请逐行照抄下面的全部条目，一字不改，答案中略去图片。
### 条目
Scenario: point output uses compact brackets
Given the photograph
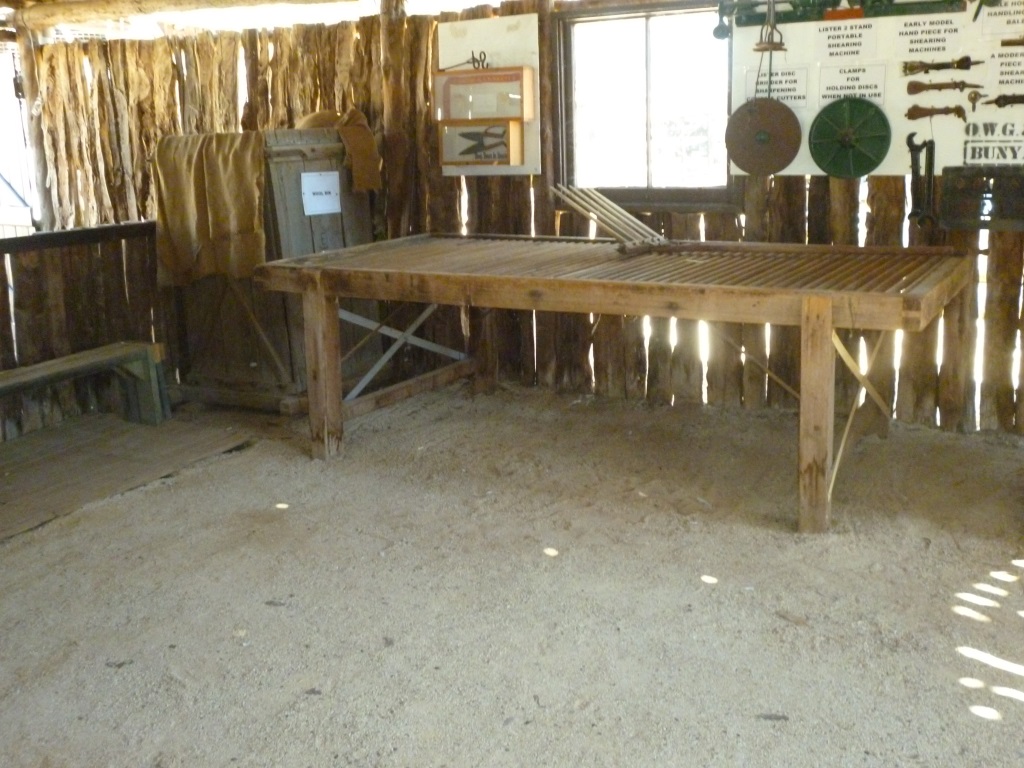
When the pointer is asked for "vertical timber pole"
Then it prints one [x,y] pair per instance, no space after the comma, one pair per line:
[323,343]
[817,399]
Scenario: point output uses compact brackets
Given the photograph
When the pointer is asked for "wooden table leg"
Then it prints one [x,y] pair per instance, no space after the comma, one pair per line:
[817,399]
[323,345]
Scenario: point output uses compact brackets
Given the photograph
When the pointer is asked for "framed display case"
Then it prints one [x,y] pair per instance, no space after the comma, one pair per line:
[481,142]
[483,94]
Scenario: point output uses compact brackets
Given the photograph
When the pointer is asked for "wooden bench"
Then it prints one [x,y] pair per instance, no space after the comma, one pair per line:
[137,364]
######
◆ 完整答案 ◆
Scenario: point output uses compact brackets
Given the photograph
When the pointer is asked for "vertical timber pole"
Then it prints one [x,y] pair per instance, no space after the comma, one pair per line:
[323,343]
[817,399]
Scenario: point output uses compact brackets
Given the photograph
When the pointer is asked for "wooden table leg"
Then it prints one [x,y] pair per instance, no space after the comma, one pair per line:
[817,399]
[323,345]
Scenario: point output uses compact brackets
Given the photograph
When the pointer is asked for "framed display case"
Then it prints one [x,y] pair per instance, no space after the comma, one pair per line:
[481,142]
[483,94]
Scenario: point output uses compact brackets
Given the photograph
When the pointer is asked for "wooden bench"
Then it prints one [x,y] pair per instance, no space after the comma, one pair per line:
[137,364]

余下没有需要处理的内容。